• _Exercise details_: First find the line with "Target — umpire." in the entries below, then set down exactly every line through the line with "Target — player's beard.", that line included.

• _Task inputs_:
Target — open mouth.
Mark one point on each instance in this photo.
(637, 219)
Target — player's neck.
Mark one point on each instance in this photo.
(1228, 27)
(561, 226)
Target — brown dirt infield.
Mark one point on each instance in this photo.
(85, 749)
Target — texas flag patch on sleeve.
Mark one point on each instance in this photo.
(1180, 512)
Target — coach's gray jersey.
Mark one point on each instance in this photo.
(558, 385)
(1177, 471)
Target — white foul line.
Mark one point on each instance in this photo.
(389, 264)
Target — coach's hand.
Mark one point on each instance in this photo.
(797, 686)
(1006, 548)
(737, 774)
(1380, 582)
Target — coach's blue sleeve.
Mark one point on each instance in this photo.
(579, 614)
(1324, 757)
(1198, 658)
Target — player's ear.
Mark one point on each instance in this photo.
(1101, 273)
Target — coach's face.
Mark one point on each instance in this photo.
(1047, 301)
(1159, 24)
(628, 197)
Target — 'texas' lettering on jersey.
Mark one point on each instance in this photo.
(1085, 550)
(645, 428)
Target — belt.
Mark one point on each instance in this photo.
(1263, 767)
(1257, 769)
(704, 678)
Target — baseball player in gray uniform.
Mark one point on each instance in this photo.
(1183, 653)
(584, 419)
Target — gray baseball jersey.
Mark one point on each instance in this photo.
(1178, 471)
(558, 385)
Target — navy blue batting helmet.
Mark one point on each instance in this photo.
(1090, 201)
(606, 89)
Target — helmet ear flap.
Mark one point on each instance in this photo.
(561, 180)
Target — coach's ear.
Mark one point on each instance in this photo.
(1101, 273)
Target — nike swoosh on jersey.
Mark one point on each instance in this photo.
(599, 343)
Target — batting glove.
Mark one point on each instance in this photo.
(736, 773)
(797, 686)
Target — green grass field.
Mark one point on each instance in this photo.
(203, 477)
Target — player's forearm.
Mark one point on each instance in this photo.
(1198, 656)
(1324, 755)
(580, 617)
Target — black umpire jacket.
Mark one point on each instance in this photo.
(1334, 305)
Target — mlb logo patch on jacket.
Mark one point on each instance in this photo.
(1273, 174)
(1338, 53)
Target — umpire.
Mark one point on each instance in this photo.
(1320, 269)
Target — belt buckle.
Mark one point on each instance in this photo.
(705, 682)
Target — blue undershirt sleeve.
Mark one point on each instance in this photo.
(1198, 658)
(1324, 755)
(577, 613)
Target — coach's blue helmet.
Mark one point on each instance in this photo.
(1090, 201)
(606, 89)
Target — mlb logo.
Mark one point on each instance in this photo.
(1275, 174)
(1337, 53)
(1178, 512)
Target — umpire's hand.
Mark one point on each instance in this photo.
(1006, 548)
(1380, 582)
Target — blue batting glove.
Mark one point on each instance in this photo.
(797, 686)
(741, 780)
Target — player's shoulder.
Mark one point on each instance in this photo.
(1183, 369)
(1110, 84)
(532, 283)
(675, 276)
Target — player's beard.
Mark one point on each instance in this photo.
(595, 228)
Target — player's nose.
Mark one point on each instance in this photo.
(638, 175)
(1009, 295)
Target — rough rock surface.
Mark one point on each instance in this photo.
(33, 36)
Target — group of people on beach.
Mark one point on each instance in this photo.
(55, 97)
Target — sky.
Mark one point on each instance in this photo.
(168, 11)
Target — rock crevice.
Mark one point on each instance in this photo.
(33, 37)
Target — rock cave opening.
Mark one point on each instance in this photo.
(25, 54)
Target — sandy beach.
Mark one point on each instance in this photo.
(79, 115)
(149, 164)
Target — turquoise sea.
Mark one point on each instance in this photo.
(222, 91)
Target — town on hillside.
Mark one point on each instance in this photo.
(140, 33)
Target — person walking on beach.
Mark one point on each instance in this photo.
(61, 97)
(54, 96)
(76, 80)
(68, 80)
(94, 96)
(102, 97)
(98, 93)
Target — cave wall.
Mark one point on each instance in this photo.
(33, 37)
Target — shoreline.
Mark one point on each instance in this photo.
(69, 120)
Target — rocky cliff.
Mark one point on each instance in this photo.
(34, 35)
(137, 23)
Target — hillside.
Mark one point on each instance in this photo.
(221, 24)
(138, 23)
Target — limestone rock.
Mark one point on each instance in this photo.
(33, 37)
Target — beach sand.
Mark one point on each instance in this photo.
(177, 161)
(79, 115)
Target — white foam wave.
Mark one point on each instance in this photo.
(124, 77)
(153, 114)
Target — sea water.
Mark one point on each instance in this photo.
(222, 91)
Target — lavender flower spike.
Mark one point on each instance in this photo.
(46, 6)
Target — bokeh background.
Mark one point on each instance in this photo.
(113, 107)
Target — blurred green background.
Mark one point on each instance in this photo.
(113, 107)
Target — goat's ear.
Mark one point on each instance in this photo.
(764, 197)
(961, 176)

• _Problem solution_:
Target — umpire.
Mark one point on each instance in this photo.
(1320, 269)
Target — belt buckle.
Mark one point on each instance in this photo.
(705, 682)
Target — blue undershirt sleeve.
Mark one point on each instance in this photo.
(1198, 658)
(1324, 755)
(577, 613)
Target — coach's blue helmet.
Mark one point on each instance in this photo.
(1090, 201)
(606, 89)
Target — mlb logo.
Mark one point on each instance in this photo.
(1275, 174)
(1337, 53)
(1178, 512)
Target — umpire's hand.
Mark one point on each instance in this photo.
(1006, 548)
(1380, 582)
Target — blue batting glove.
Mark one point on each instance in this photo.
(797, 686)
(741, 780)
Target — player's shoulder.
Mark one point on each instance in this photo.
(1183, 369)
(1110, 84)
(532, 283)
(675, 276)
Target — player's beard.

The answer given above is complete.